** Task input follows **
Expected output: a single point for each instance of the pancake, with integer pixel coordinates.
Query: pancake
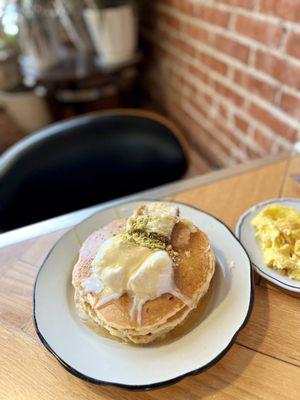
(192, 275)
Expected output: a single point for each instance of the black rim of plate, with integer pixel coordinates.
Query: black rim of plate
(238, 235)
(161, 384)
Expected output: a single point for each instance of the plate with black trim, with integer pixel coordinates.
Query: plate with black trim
(99, 359)
(245, 232)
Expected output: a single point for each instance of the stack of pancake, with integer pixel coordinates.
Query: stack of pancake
(193, 268)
** End of Task input **
Problem details: Taking the lines above, repeat exactly those from the line that contains "Expected output: a single point for each instance of the black" through the line that contains "Expected output: a single point for each instance of the plate", and both of those lines as well. Include nothing else.

Response to the exercise:
Expected output: a single point for each instance of the black rim of plate, with integer pixel coordinates.
Query: black rim of plate
(238, 235)
(161, 384)
Expected output: a single point for each instance of the plate with black trim, with integer pixel coordinates.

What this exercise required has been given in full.